Reproduce the entire listing word for word.
────────────────
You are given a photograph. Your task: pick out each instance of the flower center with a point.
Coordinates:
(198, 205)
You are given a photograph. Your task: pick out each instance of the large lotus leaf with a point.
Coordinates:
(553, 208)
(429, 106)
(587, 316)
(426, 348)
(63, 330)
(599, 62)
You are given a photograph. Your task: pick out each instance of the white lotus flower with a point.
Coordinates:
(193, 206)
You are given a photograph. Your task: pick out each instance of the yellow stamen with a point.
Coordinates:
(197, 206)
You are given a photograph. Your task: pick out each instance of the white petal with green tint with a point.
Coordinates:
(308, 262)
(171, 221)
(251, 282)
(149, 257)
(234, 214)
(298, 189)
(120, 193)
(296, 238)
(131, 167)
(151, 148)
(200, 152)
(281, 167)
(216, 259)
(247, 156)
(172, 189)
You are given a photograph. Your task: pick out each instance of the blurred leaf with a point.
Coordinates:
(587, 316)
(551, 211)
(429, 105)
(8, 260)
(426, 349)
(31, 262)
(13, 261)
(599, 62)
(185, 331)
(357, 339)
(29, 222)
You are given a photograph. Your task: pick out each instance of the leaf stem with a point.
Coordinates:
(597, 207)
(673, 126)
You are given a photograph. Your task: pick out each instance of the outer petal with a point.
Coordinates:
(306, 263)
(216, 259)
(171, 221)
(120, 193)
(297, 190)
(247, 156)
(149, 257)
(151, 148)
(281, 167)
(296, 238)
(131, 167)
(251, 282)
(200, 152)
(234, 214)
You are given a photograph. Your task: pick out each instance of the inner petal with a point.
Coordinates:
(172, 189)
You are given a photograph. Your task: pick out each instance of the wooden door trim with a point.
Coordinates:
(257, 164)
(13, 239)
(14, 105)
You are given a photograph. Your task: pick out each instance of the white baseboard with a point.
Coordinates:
────────────────
ANSWER TO THIS PROBLEM
You are given a photograph. Your task: pick out each instance of the flower center with a point.
Coordinates:
(198, 205)
You are given a photograph. Your task: pick out each instance of the large lotus leaf with a point.
Coordinates:
(553, 208)
(429, 106)
(587, 316)
(426, 348)
(63, 330)
(599, 62)
You are given a photograph. Your task: pick out each instance of the white lotus flower with a point.
Coordinates:
(193, 206)
You are given a photograph. Your task: pick out each instance of the yellow stamen with a point.
Coordinates:
(197, 206)
You are given a photograph. Your task: pick out each instance of the white petal with green tint with a point.
Coordinates:
(308, 262)
(171, 221)
(251, 282)
(149, 257)
(234, 214)
(298, 189)
(120, 193)
(296, 238)
(131, 167)
(151, 148)
(200, 152)
(281, 167)
(216, 259)
(247, 156)
(172, 189)
You are given a photograph. Your task: pick out each instance of the blurred leaf with a point.
Coordinates:
(587, 316)
(551, 211)
(429, 105)
(8, 260)
(426, 349)
(31, 262)
(13, 261)
(599, 62)
(185, 331)
(357, 339)
(29, 222)
You are given a photograph. Your task: pick out each instance of the leaf stem with a point.
Coordinates:
(597, 207)
(673, 126)
You are given a photograph. Your task: pick out each instance of the outer petal with a point.
Coordinates:
(306, 263)
(216, 259)
(171, 221)
(120, 193)
(297, 190)
(247, 156)
(149, 257)
(151, 148)
(281, 167)
(296, 238)
(131, 167)
(251, 282)
(200, 152)
(234, 214)
You are given a photograph. Your task: pick out each instance of the inner petal with a point.
Coordinates:
(172, 189)
You are given a photograph. Your task: pick out each instance of the wooden door trim with a point.
Coordinates:
(257, 164)
(13, 239)
(14, 105)
You are given a photograph. Your task: pick out each instance of the white baseboard with a point.
Coordinates:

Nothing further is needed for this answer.